EXERCISE TEXT
☆ ☆ ☆ ☆

What Happens After Plastic “Breaks Apart” in Soil
Most growers assume that once plastic mulch breaks apart, it’s gone.
If it cracks.
If it tears.
If it disappears from the surface.
It must be finished.
Unfortunately, that’s not how plastic works.
Breaking Apart Is Not the Same as Breaking Down
Conventional polyethylene mulch does not biodegrade.
It does not turn into compost.
It does not become soil.
It does not disappear.
It breaks up.
Sunlight, heat, and mechanical stress make it brittle.
It fractures into smaller and smaller pieces.
Those pieces remain in the soil.
That is fragmentation — not biodegradation.
What Actually Remains in the Field
After removal, growers often notice:
Thin strips left in the bed
Small flakes mixed into soil
Plastic dust after tillage
Even careful removal cannot extract everything.
Over time, repeated use leads to accumulation.
These fragments are called microplastics when they fall below 5 mm.
They do not decompose like organic matter.
They persist.
Why This Matters for Soil
Agricultural soil is a living system.
Microbial activity, structure, water infiltration, and root development all depend on balance.
Plastic fragments:
Do not provide nutrients
Do not improve structure
Do not break down biologically
They remain as inert synthetic particles.
Removal removes sheets.
It does not remove everything.
What True Biodegradable Mulch Does Differently
A properly formulated biodegradable mulch behaves differently.
It is designed to:
Remain stable during the crop cycle
Then biodegrade in soil
Convert into CO₂, water, and biomass
Not fragments.
Not plastic dust.
Actual biological breakdown.
That is the fundamental difference.
If plastic simply breaks apart, it is still plastic.
If it truly breaks down, it becomes part of the soil cycle.
And in agriculture, that difference matters.

☆ ☆ ☆ ☆

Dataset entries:
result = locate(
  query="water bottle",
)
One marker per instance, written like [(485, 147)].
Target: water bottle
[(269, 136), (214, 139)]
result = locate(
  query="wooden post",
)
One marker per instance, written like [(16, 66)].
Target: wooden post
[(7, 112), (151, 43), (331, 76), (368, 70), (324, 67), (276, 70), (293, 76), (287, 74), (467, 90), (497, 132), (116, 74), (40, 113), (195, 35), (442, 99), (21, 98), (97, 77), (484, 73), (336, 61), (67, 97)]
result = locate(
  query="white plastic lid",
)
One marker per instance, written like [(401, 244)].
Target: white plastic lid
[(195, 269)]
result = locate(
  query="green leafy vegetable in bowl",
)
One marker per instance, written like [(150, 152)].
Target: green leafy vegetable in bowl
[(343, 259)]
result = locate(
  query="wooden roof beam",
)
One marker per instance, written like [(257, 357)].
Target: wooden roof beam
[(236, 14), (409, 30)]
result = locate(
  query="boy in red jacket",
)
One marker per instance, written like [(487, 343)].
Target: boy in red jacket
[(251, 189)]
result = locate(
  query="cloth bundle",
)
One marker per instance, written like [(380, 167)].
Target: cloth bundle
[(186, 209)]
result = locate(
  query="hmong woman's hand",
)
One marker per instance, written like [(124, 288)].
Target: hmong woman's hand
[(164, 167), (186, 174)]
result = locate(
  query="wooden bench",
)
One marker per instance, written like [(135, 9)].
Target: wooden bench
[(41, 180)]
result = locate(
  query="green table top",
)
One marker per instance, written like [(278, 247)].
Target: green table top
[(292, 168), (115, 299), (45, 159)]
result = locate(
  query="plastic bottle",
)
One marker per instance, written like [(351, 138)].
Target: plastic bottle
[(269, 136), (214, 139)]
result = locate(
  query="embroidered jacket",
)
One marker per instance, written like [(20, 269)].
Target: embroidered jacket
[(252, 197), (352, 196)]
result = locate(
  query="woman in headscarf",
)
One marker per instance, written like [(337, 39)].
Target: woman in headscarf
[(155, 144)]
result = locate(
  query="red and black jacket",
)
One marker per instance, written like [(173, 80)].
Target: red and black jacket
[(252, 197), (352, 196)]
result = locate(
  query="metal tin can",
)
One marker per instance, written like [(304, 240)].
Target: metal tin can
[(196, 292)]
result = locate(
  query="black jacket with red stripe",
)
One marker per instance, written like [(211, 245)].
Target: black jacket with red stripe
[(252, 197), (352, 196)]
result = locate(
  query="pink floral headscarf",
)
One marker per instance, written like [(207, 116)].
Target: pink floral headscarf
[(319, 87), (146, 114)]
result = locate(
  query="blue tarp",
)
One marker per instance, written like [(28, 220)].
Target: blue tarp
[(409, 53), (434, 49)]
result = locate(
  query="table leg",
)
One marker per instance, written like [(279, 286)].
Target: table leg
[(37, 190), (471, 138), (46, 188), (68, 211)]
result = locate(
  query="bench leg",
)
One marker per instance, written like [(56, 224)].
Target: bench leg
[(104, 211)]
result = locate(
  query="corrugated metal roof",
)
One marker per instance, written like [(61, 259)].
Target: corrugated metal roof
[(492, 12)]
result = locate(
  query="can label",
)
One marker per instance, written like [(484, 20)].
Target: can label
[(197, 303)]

☆ ☆ ☆ ☆

EXERCISE PROMPT
Do these statements agree with the article on plastic mulch? Answer yes or no for each, quoting the words from the article that decide it. (a) Conventional polyethylene mulch turns into compost. (b) Plastic fragments smaller than 5 mm are called microplastics. (c) Biodegradable mulch is designed to break down during the crop cycle.

ANSWER AREA
(a) No: "It does not turn into compost."
(b) Yes: "These fragments are called microplastics when they fall below 5 mm."
(c) No: "Remain stable during the crop cycle"